> What this task involves:
List each line of the listing that contains the string "negative".

> Given records:
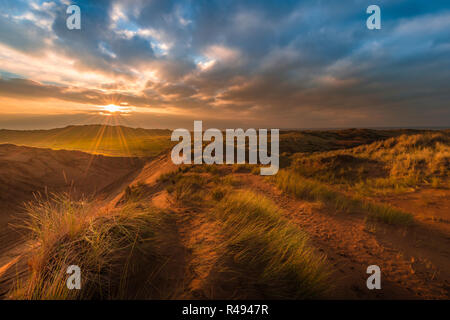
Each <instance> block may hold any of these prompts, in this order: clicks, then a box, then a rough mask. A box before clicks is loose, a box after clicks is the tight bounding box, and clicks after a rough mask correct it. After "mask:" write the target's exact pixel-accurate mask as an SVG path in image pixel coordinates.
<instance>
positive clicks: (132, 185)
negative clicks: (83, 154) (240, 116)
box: [11, 132, 450, 299]
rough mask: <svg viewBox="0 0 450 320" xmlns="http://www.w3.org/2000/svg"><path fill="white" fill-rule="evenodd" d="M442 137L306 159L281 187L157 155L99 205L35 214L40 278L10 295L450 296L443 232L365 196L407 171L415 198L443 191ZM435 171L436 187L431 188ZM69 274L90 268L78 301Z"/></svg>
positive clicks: (242, 173) (212, 167)
mask: <svg viewBox="0 0 450 320" xmlns="http://www.w3.org/2000/svg"><path fill="white" fill-rule="evenodd" d="M441 134H443V135H444V140H443V139H442V137H441V136H440V135H441ZM446 134H447V133H446V132H435V133H421V134H418V135H409V134H408V135H404V136H401V137H394V138H392V141H394V142H392V141H391V139H389V138H388V139H386V140H385V141H380V142H374V143H372V144H369V145H364V146H360V147H356V148H353V149H346V150H337V151H331V152H315V153H313V152H311V153H308V152H306V151H305V152H303V153H302V154H296V155H294V156H292V160H293V161H291V166H288V167H287V168H285V169H283V170H280V172H279V174H278V175H277V176H275V177H272V178H264V177H262V176H260V175H259V170H258V166H251V165H234V166H226V165H220V166H218V165H202V166H196V165H188V166H185V165H183V166H179V167H176V166H174V165H173V163H172V162H171V160H170V154H164V155H161V156H159V157H157V158H155V159H153V160H152V161H150V162H146V163H145V165H144V166H143V167H142V168H139V169H137V170H136V171H135V174H134V175H133V178H130V179H124V180H123V183H121V184H118V183H115V182H112V184H110V185H109V186H107V187H104V188H103V189H102V190H103V191H104V192H105V193H106V194H108V196H107V197H106V198H104V199H105V205H104V206H102V207H98V206H96V205H95V202H92V203H89V202H82V203H81V202H77V201H76V200H75V201H68V199H66V198H64V197H63V198H55V199H53V201H44V202H42V201H41V202H37V203H34V205H31V206H30V207H28V212H29V213H30V214H31V216H32V217H34V218H32V219H31V220H32V221H33V226H34V227H33V229H34V232H33V238H32V239H33V241H35V242H36V243H37V244H38V245H39V246H40V250H33V251H32V252H31V253H32V254H31V259H30V263H29V268H30V270H32V274H33V275H34V277H32V278H30V279H29V281H27V282H24V283H23V285H22V286H21V287H19V288H18V290H15V291H14V292H12V296H11V297H12V298H25V299H48V298H62V299H72V298H76V299H92V298H101V299H134V298H139V299H161V298H166V299H167V298H171V299H186V298H196V299H199V298H201V299H234V298H250V299H251V298H253V299H265V298H268V299H280V298H287V299H291V298H295V299H302V298H324V299H342V298H349V299H420V298H426V299H448V297H449V296H450V294H449V288H450V286H449V285H450V274H449V272H448V270H450V269H449V268H448V267H449V265H450V261H449V257H450V252H449V251H448V250H449V249H448V248H450V245H449V242H448V241H449V240H450V237H448V233H447V234H446V233H445V230H444V231H442V230H440V231H439V230H436V229H433V228H428V227H427V225H423V224H421V223H418V221H417V219H416V218H417V216H416V215H414V214H411V213H413V212H410V210H409V208H408V207H396V206H393V205H392V206H391V202H388V201H384V200H386V199H382V198H379V197H378V196H376V194H375V193H374V194H373V196H370V197H369V196H365V195H364V193H363V192H361V191H359V189H357V186H358V184H359V183H365V182H366V181H371V180H373V179H388V178H389V176H390V175H391V176H392V175H393V171H392V170H393V169H392V168H394V166H395V165H396V162H399V161H400V162H401V163H402V166H400V167H398V165H397V169H396V171H395V172H403V173H408V172H410V173H412V174H413V173H417V172H420V174H419V175H418V176H419V178H420V179H418V180H414V181H415V182H414V183H415V184H414V188H415V190H417V192H422V191H423V190H434V191H436V190H439V191H440V192H444V193H445V192H448V189H447V187H446V184H445V182H446V177H448V175H447V170H446V169H445V168H446V167H445V163H446V162H445V161H446V160H445V159H446V153H445V152H446V149H445V148H446V146H448V142H447V140H445V135H446ZM317 135H319V133H317ZM324 135H327V133H324ZM402 141H403V142H404V143H403V144H402ZM424 147H426V148H428V149H424ZM367 148H368V149H370V150H372V149H373V150H376V151H374V152H367V150H366V149H367ZM430 148H431V149H430ZM391 149H392V150H391ZM397 149H398V150H397ZM322 150H323V149H322ZM325 150H326V149H325ZM427 150H428V151H427ZM430 150H435V151H437V152H435V151H430ZM408 153H410V154H412V155H411V156H410V157H411V159H419V158H420V157H419V155H420V154H425V153H426V154H427V156H426V157H425V165H424V164H423V163H422V165H421V166H419V167H417V166H407V164H408V163H409V162H408V161H407V160H405V161H406V162H402V161H403V160H402V159H403V158H404V157H408V156H407V154H408ZM369 154H370V156H369ZM392 155H395V156H392ZM438 155H439V156H438ZM300 157H301V158H300ZM302 159H303V160H304V161H303V160H302ZM433 159H434V160H433ZM436 159H439V161H437V162H436V161H435V160H436ZM442 159H444V160H442ZM419 160H420V159H419ZM441 160H442V161H441ZM414 161H415V160H412V162H411V163H414ZM427 161H430V163H433V165H431V166H429V165H428V164H427V163H428V162H427ZM442 163H444V167H442ZM435 164H437V166H435ZM300 166H303V169H305V168H306V169H305V170H303V171H302V170H301V167H300ZM361 168H362V169H361ZM400 168H403V169H402V170H403V171H402V170H400V171H399V169H400ZM419 168H420V171H418V170H416V169H419ZM424 168H425V169H424ZM436 168H438V171H436ZM255 169H256V170H255ZM422 169H423V170H422ZM442 170H443V171H442ZM293 171H295V172H293ZM438 172H439V177H440V179H441V180H440V182H439V183H440V184H439V185H438V186H433V183H432V182H430V181H428V180H429V178H430V176H432V175H436V173H438ZM333 174H334V176H333ZM393 176H394V179H400V180H401V179H403V178H404V176H403V175H402V174H399V175H398V176H396V175H393ZM125 180H127V181H126V182H125ZM400 180H399V181H400ZM396 181H397V180H396ZM111 186H114V188H113V189H114V190H113V189H111V188H112V187H111ZM371 187H373V188H375V187H377V188H381V187H379V185H371ZM433 188H434V189H433ZM436 188H439V189H436ZM385 189H386V188H385ZM422 189H423V190H422ZM374 190H375V189H374ZM400 191H402V192H403V189H402V190H400ZM110 192H111V194H110ZM383 192H384V193H383V194H384V195H385V194H386V192H388V193H387V194H389V195H390V196H395V197H396V199H397V200H398V199H401V198H398V197H397V196H398V195H399V194H400V195H403V193H396V192H399V190H395V192H393V189H389V190H388V189H386V190H384V191H383ZM432 193H433V194H435V192H432ZM404 201H406V202H407V201H408V199H404ZM48 212H50V214H47V213H48ZM87 226H89V228H87ZM52 230H57V231H56V232H51V231H52ZM62 244H64V245H62ZM49 257H52V258H53V259H49ZM67 264H77V265H80V266H81V267H82V269H83V270H85V272H84V273H83V276H84V279H85V282H84V285H83V286H84V287H83V290H81V291H78V290H73V291H68V290H67V289H66V288H65V279H66V274H65V267H66V265H67ZM372 264H376V265H379V266H380V267H381V270H382V290H368V289H367V287H366V279H367V277H368V275H367V274H366V268H367V267H368V266H369V265H372ZM98 270H102V272H98Z"/></svg>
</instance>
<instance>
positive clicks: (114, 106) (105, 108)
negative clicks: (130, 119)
mask: <svg viewBox="0 0 450 320" xmlns="http://www.w3.org/2000/svg"><path fill="white" fill-rule="evenodd" d="M99 108H100V109H101V110H102V111H106V112H107V113H103V114H106V115H110V114H114V113H116V114H120V113H129V112H130V108H128V107H121V106H116V105H114V104H109V105H107V106H99Z"/></svg>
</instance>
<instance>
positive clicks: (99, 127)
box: [0, 125, 171, 157]
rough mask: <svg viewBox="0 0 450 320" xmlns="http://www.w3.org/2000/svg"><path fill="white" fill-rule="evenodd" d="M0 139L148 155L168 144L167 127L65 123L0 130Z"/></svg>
mask: <svg viewBox="0 0 450 320" xmlns="http://www.w3.org/2000/svg"><path fill="white" fill-rule="evenodd" d="M0 143H12V144H15V145H24V146H31V147H38V148H52V149H65V150H78V151H83V152H88V153H94V154H102V155H106V156H115V157H116V156H117V157H120V156H122V157H135V156H136V157H151V156H155V155H157V154H159V153H160V152H161V151H163V150H165V149H167V148H168V147H170V145H171V141H170V131H169V130H159V129H142V128H130V127H124V126H112V125H81V126H67V127H65V128H57V129H51V130H5V129H2V130H0Z"/></svg>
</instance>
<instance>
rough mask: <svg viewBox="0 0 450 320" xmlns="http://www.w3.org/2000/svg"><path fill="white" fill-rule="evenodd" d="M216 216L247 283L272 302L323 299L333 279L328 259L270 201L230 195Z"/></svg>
mask: <svg viewBox="0 0 450 320" xmlns="http://www.w3.org/2000/svg"><path fill="white" fill-rule="evenodd" d="M215 214H216V217H217V218H218V219H219V220H220V221H221V223H222V227H223V232H224V234H225V236H226V241H225V243H224V246H225V251H226V252H225V253H224V255H225V256H229V257H231V259H232V261H233V262H234V263H235V267H236V268H237V269H236V270H235V272H236V274H235V276H237V277H239V278H240V279H241V281H243V282H244V283H247V285H250V286H256V287H258V289H259V292H260V293H261V294H263V296H267V297H270V298H272V299H273V298H275V299H304V298H314V297H318V296H320V295H321V294H323V292H324V291H325V289H326V287H327V286H326V279H327V276H328V272H327V270H326V268H325V264H324V257H323V256H320V255H318V254H317V253H316V252H314V249H313V248H312V247H311V246H310V245H309V243H308V237H307V235H306V234H305V233H304V232H302V231H301V230H300V229H299V228H297V227H295V226H294V225H292V224H290V223H289V222H288V221H287V220H286V219H284V218H282V216H281V214H280V209H279V208H278V207H277V206H276V205H275V204H274V203H272V202H271V201H270V200H268V199H267V198H265V197H263V196H260V195H257V194H255V193H252V192H250V191H246V192H239V193H230V194H229V195H227V196H226V197H225V198H224V199H222V200H221V201H220V202H219V204H218V206H217V207H216V209H215ZM239 272H240V274H239Z"/></svg>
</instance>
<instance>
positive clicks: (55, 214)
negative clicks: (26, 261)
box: [12, 194, 168, 300]
mask: <svg viewBox="0 0 450 320" xmlns="http://www.w3.org/2000/svg"><path fill="white" fill-rule="evenodd" d="M27 212H28V214H29V219H27V228H28V229H29V230H30V231H31V237H32V239H33V240H35V241H37V243H38V245H39V246H38V248H37V249H36V251H35V252H34V255H33V256H32V258H31V259H30V261H29V266H30V269H31V276H30V279H29V280H28V281H27V282H25V283H22V284H18V286H17V288H16V289H15V290H14V292H13V294H12V296H13V297H15V298H17V299H39V300H41V299H117V298H131V296H128V293H129V291H128V286H129V280H130V279H132V278H135V277H136V273H137V271H138V270H142V268H141V267H140V265H141V264H142V263H145V268H146V273H145V274H152V271H155V270H157V269H159V268H160V267H161V264H163V261H164V258H163V256H162V255H161V254H160V253H159V252H160V248H159V245H160V243H161V241H160V240H161V239H162V238H163V237H164V236H163V235H164V233H165V229H166V228H165V226H166V225H167V224H168V221H167V216H165V215H162V214H161V212H159V211H158V210H157V209H154V208H151V207H144V206H143V205H142V203H141V204H138V203H133V204H129V205H125V206H124V207H122V208H121V209H118V210H115V211H113V212H111V211H109V212H102V210H100V209H99V208H98V207H96V206H95V205H94V204H93V203H89V202H85V201H75V200H73V199H71V197H70V195H67V194H64V195H54V196H52V197H51V198H50V199H43V198H38V199H36V200H35V201H33V202H30V203H29V204H28V205H27ZM137 256H139V259H136V257H137ZM70 265H78V266H79V267H80V268H81V270H82V290H68V289H67V287H66V279H67V277H68V275H67V274H66V270H67V267H68V266H70ZM153 275H154V274H153ZM139 278H140V279H141V277H139ZM147 280H148V281H151V279H150V277H149V278H145V277H144V278H143V279H142V282H143V283H146V281H147ZM137 291H139V290H138V289H137V288H134V289H133V294H137Z"/></svg>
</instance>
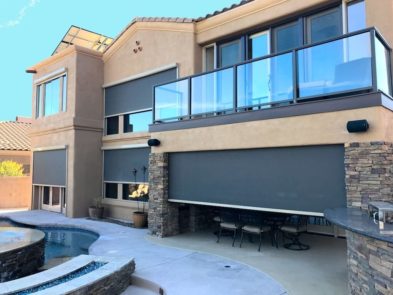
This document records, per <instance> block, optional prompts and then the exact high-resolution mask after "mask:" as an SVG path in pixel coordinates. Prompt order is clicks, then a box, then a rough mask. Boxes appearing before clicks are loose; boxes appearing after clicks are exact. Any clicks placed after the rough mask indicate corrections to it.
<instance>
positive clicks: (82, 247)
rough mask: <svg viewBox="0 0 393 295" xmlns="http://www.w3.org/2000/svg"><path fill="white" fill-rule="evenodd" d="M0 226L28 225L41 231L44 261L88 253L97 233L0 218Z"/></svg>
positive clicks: (72, 256)
mask: <svg viewBox="0 0 393 295" xmlns="http://www.w3.org/2000/svg"><path fill="white" fill-rule="evenodd" d="M0 226H12V227H28V228H35V229H38V230H41V231H43V232H44V233H45V262H48V261H50V260H53V259H59V258H62V259H64V258H68V257H70V258H71V257H75V256H78V255H81V254H89V247H90V245H91V244H93V243H94V242H95V241H96V240H97V239H98V235H97V234H95V233H93V232H90V231H86V230H80V229H72V228H58V227H33V226H28V225H24V224H19V223H14V222H11V221H8V220H0Z"/></svg>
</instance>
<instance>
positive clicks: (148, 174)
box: [104, 148, 150, 182]
mask: <svg viewBox="0 0 393 295" xmlns="http://www.w3.org/2000/svg"><path fill="white" fill-rule="evenodd" d="M149 154H150V148H132V149H121V150H106V151H104V181H113V182H134V181H136V182H144V181H146V182H147V181H148V177H149V171H148V170H146V171H145V175H144V168H143V167H146V168H149ZM134 169H136V170H137V173H136V179H135V178H134V174H133V171H134Z"/></svg>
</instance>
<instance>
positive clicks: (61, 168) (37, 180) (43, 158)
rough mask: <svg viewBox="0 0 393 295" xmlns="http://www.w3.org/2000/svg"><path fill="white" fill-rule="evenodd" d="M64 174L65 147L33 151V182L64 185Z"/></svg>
mask: <svg viewBox="0 0 393 295" xmlns="http://www.w3.org/2000/svg"><path fill="white" fill-rule="evenodd" d="M66 175H67V151H66V149H59V150H49V151H42V152H34V153H33V184H36V185H49V186H50V185H54V186H66Z"/></svg>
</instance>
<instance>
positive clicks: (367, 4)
mask: <svg viewBox="0 0 393 295" xmlns="http://www.w3.org/2000/svg"><path fill="white" fill-rule="evenodd" d="M392 18H393V1H391V0H377V1H376V0H366V20H367V26H369V27H376V28H377V29H378V30H379V32H380V33H381V34H382V35H383V37H384V38H385V39H386V40H387V41H388V43H390V46H392V44H393V30H392Z"/></svg>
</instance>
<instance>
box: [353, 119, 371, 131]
mask: <svg viewBox="0 0 393 295" xmlns="http://www.w3.org/2000/svg"><path fill="white" fill-rule="evenodd" d="M369 127H370V126H369V124H368V122H367V120H354V121H348V122H347V130H348V132H349V133H357V132H366V131H367V130H368V128H369Z"/></svg>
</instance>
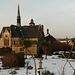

> Output of the task:
negative clicks: (83, 154) (240, 116)
negative clicks: (130, 119)
negative clicks: (26, 261)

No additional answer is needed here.